The task: Look through the listing below and report every line that contains "gray".

Records for processing:
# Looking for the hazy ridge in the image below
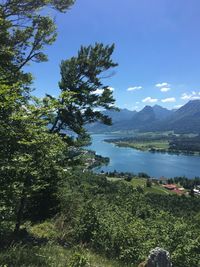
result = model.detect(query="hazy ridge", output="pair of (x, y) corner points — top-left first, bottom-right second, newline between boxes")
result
(87, 100), (200, 133)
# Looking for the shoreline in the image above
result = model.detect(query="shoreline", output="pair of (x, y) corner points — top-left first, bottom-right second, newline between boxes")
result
(106, 140), (200, 156)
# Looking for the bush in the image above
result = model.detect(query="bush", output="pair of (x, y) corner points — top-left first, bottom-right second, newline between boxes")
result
(124, 176), (132, 182)
(146, 179), (152, 188)
(68, 252), (89, 267)
(29, 221), (59, 240)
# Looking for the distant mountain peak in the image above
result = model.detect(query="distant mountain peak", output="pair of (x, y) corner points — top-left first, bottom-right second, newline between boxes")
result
(175, 99), (200, 114)
(141, 105), (153, 111)
(153, 104), (162, 108)
(153, 104), (168, 109)
(86, 100), (200, 133)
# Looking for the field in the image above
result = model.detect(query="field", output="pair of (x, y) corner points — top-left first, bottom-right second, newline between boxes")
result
(115, 140), (169, 151)
(131, 178), (178, 194)
(0, 237), (124, 267)
(107, 177), (176, 195)
(106, 132), (200, 154)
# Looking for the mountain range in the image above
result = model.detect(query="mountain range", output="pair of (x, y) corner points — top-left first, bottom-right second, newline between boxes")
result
(86, 100), (200, 133)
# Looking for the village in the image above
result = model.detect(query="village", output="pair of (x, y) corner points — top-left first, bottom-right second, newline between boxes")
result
(104, 171), (200, 196)
(157, 176), (200, 196)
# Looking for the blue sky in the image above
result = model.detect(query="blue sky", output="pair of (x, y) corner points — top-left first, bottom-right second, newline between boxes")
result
(29, 0), (200, 111)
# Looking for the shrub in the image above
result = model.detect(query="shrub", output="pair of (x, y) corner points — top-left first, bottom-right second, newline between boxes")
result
(68, 252), (89, 267)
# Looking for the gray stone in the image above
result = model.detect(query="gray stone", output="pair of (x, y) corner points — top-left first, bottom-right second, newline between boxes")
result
(147, 247), (172, 267)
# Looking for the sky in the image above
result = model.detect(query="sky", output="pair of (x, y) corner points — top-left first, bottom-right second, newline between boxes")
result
(28, 0), (200, 111)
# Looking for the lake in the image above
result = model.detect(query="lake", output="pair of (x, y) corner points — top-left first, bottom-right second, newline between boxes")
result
(87, 134), (200, 178)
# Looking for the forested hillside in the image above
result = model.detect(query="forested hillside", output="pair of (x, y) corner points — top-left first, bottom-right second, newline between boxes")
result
(1, 172), (200, 266)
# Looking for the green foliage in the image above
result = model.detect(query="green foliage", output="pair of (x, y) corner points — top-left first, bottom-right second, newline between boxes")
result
(0, 244), (48, 267)
(68, 252), (89, 267)
(0, 0), (74, 84)
(168, 176), (200, 189)
(0, 0), (119, 239)
(1, 171), (200, 266)
(1, 1), (199, 267)
(0, 244), (122, 267)
(0, 81), (68, 232)
(169, 134), (200, 153)
(53, 172), (200, 266)
(50, 43), (118, 135)
(146, 179), (152, 188)
(29, 221), (58, 240)
(0, 0), (78, 234)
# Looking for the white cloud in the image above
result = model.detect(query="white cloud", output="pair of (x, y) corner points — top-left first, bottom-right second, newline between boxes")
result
(160, 87), (171, 92)
(155, 82), (170, 88)
(161, 97), (176, 103)
(174, 104), (183, 109)
(155, 82), (171, 92)
(93, 87), (114, 95)
(142, 97), (158, 103)
(127, 86), (142, 92)
(181, 91), (200, 100)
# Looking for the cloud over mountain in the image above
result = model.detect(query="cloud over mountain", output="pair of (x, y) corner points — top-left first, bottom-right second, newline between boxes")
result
(142, 97), (158, 103)
(181, 91), (200, 100)
(161, 97), (176, 103)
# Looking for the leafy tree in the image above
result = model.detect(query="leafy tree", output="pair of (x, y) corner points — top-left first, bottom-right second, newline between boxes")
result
(0, 0), (76, 236)
(50, 43), (118, 135)
(0, 1), (119, 238)
(0, 85), (68, 234)
(0, 0), (74, 84)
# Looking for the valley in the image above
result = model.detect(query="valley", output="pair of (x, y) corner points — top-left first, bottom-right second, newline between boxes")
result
(1, 1), (200, 266)
(88, 134), (200, 178)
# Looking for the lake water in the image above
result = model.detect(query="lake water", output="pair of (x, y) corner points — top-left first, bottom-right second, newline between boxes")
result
(87, 134), (200, 178)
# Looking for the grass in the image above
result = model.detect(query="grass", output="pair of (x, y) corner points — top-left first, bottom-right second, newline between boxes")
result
(145, 185), (171, 195)
(130, 178), (174, 195)
(107, 177), (123, 182)
(107, 132), (200, 155)
(130, 178), (146, 187)
(0, 220), (133, 267)
(115, 140), (169, 152)
(0, 243), (127, 267)
(107, 177), (174, 195)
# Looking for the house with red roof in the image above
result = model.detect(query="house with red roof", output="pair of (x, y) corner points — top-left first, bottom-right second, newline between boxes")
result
(163, 184), (177, 190)
(163, 184), (185, 195)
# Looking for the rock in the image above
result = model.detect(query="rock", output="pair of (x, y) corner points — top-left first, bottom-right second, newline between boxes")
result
(146, 247), (172, 267)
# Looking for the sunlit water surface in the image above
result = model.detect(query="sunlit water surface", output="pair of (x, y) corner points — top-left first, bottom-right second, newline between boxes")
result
(87, 134), (200, 178)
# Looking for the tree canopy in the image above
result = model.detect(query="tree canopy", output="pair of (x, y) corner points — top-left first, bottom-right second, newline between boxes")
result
(50, 43), (118, 135)
(0, 0), (119, 236)
(0, 0), (74, 84)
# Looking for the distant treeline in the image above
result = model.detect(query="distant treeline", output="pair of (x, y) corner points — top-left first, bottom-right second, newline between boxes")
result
(104, 135), (169, 143)
(102, 170), (200, 188)
(102, 170), (150, 179)
(167, 176), (200, 189)
(105, 134), (200, 153)
(169, 135), (200, 153)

Exercise solution:
# Looking for the gray stone in the image above
result = model.detect(query="gray stone", output="pair of (x, y) corner points — top-left first, bottom-right second, newline between boxes")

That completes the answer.